━━ The data ━━

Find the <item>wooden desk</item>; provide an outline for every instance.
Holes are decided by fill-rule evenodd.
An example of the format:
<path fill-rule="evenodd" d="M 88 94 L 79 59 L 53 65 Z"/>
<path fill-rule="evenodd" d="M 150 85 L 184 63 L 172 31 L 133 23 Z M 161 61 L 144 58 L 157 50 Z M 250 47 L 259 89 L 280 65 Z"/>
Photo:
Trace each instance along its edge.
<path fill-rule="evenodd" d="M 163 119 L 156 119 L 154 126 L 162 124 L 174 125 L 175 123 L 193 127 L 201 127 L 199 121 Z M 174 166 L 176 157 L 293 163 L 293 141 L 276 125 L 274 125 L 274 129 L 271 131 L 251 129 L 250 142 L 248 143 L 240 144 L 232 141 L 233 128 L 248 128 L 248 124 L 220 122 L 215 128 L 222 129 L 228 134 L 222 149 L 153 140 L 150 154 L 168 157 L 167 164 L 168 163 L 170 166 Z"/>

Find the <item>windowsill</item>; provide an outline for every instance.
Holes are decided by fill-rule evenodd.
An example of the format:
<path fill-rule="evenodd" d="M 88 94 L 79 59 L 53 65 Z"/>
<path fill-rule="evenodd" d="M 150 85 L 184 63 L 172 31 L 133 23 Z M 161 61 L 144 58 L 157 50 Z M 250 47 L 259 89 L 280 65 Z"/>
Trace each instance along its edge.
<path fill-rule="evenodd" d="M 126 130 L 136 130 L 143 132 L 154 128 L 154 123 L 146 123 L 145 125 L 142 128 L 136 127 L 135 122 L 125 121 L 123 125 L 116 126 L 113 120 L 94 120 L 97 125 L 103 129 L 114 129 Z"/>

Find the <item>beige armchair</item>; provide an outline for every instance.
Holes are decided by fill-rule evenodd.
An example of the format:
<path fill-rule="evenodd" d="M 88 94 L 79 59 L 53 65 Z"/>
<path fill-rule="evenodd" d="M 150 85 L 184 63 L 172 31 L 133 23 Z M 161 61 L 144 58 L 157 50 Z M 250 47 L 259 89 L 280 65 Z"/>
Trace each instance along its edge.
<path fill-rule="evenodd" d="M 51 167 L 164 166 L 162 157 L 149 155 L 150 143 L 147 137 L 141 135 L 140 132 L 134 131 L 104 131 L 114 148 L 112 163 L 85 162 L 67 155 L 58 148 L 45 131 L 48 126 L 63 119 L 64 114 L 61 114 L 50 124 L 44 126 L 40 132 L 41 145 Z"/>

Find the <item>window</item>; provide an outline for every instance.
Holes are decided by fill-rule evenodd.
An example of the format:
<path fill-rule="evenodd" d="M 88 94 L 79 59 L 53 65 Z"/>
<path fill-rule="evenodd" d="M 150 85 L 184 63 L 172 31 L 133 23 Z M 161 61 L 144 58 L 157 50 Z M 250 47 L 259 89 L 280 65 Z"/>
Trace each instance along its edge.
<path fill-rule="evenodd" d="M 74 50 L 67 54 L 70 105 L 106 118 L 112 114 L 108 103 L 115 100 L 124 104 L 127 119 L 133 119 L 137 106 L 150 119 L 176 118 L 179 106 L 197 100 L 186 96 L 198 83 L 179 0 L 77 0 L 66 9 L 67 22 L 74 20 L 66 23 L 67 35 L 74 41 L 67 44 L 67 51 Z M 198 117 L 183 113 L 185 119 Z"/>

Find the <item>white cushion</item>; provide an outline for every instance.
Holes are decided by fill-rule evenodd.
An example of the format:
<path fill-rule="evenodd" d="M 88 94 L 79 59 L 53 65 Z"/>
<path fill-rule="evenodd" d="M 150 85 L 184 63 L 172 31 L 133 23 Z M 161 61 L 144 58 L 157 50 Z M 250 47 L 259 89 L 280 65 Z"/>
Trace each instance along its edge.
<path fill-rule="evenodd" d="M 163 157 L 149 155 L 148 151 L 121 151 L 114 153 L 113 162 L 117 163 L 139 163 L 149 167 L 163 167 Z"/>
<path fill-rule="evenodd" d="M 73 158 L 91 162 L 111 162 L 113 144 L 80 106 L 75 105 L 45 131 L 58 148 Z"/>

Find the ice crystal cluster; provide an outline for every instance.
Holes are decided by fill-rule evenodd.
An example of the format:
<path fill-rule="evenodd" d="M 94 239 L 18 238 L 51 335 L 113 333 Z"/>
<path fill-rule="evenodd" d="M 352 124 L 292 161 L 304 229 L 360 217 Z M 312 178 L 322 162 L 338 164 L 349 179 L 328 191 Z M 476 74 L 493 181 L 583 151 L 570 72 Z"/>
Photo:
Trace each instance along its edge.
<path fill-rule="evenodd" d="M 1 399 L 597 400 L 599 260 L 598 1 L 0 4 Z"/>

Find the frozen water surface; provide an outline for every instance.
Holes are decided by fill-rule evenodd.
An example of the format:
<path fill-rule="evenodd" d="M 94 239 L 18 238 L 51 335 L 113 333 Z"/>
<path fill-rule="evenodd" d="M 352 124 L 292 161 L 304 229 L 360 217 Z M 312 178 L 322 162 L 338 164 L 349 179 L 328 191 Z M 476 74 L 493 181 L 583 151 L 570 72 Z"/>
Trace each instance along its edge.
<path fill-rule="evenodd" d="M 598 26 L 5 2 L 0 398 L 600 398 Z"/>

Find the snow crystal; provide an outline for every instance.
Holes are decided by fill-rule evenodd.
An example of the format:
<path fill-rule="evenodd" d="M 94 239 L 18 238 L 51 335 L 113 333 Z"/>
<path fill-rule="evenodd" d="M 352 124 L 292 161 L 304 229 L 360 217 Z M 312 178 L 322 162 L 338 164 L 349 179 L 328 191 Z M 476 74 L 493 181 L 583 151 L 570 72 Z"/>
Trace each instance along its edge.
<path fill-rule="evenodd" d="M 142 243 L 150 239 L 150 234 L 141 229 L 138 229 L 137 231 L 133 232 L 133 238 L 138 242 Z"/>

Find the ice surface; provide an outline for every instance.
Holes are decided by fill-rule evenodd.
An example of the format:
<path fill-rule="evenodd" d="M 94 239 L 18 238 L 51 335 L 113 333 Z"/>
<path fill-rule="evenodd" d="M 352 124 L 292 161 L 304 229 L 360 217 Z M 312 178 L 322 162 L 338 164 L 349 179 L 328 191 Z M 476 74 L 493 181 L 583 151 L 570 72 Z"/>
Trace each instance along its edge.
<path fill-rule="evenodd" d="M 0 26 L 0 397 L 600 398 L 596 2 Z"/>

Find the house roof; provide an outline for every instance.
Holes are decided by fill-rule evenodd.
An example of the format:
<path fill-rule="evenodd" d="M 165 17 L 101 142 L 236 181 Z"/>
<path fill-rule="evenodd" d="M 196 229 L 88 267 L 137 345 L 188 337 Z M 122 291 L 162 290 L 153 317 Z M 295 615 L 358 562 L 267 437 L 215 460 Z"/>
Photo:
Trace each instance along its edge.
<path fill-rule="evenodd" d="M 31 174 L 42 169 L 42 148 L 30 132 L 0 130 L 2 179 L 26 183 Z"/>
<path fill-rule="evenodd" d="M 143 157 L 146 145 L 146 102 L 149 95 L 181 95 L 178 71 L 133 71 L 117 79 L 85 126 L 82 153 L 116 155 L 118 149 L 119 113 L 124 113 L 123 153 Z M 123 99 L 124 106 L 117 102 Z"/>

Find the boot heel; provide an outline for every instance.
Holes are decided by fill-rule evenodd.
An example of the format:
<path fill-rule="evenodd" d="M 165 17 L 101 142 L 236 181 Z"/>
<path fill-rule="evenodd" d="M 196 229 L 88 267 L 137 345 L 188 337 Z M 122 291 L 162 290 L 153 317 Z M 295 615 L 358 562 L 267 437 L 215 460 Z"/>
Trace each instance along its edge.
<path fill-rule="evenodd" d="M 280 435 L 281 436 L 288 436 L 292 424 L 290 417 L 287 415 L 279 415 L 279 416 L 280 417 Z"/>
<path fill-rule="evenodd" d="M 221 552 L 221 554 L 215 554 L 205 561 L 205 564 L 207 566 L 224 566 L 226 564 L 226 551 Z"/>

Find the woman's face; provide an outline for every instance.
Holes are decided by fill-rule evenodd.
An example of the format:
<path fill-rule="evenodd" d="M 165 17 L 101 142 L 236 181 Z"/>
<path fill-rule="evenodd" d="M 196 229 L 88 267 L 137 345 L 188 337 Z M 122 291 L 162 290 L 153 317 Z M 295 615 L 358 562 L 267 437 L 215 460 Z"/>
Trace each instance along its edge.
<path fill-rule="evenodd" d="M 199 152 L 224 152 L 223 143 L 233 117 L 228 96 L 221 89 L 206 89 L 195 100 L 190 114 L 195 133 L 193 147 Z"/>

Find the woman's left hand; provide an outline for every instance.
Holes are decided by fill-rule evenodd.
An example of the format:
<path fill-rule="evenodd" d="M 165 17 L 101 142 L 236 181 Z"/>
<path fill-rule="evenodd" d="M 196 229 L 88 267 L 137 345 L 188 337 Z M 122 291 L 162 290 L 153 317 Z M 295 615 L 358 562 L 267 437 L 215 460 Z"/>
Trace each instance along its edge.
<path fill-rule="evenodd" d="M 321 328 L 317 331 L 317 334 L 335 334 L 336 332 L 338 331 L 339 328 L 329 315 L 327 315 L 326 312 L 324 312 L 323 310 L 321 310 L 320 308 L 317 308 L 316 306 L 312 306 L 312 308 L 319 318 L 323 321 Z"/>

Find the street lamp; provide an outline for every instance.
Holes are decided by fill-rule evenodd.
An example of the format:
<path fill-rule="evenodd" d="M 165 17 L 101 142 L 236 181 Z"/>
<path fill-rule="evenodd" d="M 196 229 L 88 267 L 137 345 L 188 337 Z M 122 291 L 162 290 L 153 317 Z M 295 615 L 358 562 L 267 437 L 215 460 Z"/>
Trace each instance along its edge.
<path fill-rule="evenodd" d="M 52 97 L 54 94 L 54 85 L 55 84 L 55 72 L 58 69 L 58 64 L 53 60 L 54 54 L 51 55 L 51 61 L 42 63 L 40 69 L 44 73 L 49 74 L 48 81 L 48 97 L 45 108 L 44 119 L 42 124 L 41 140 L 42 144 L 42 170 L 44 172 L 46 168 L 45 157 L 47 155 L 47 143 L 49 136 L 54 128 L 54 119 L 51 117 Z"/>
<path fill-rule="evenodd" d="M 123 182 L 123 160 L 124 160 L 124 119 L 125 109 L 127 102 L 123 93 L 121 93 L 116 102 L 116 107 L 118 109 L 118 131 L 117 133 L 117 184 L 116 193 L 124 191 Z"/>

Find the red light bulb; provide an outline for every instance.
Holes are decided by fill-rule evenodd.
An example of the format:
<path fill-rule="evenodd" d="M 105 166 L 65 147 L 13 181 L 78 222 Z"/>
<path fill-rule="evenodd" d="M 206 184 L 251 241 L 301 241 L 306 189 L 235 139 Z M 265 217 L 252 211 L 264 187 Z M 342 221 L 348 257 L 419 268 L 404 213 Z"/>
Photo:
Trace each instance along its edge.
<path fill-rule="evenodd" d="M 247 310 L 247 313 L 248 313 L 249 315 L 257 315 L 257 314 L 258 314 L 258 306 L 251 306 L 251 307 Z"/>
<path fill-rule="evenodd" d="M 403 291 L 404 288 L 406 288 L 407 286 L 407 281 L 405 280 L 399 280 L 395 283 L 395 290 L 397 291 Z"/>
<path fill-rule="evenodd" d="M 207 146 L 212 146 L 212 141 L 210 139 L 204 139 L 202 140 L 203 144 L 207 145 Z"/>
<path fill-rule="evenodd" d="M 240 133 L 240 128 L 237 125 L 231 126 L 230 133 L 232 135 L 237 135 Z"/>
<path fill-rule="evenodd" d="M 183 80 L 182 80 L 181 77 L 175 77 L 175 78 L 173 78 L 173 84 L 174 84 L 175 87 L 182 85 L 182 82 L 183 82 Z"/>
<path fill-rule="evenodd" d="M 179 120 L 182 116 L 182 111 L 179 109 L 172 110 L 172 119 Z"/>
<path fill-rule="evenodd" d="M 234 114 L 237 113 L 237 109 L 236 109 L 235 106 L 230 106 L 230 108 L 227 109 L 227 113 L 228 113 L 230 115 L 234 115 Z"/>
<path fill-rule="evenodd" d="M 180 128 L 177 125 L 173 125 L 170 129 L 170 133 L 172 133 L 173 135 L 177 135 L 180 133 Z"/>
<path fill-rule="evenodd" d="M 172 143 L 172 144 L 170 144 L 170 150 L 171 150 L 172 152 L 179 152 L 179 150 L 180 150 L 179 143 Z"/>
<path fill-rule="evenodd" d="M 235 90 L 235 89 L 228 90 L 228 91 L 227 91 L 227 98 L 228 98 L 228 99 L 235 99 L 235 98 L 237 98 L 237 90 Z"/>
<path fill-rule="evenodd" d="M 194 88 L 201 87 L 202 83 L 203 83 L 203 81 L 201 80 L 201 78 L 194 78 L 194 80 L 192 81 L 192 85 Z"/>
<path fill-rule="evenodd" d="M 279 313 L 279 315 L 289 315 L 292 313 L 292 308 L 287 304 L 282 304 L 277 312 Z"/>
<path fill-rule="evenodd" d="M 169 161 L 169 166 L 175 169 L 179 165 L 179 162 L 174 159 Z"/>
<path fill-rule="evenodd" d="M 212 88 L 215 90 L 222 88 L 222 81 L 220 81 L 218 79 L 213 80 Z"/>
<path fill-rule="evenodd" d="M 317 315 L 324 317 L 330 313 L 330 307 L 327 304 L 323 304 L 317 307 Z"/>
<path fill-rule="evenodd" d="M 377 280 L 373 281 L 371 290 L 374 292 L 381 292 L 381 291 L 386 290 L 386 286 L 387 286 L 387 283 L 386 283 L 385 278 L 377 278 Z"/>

━━━

Select every line in the data above that contains the string "item", and reproduce those lines without alteration.

Find the <item>wooden desk</item>; provide an outline for every instance.
Find the <item>windowsill</item>; provide an outline for every instance.
Find the <item>beige armchair</item>; provide an outline for every instance.
Find the <item>window</item>; provide an outline for every instance.
Find the <item>white cushion</item>; provide an outline for every instance.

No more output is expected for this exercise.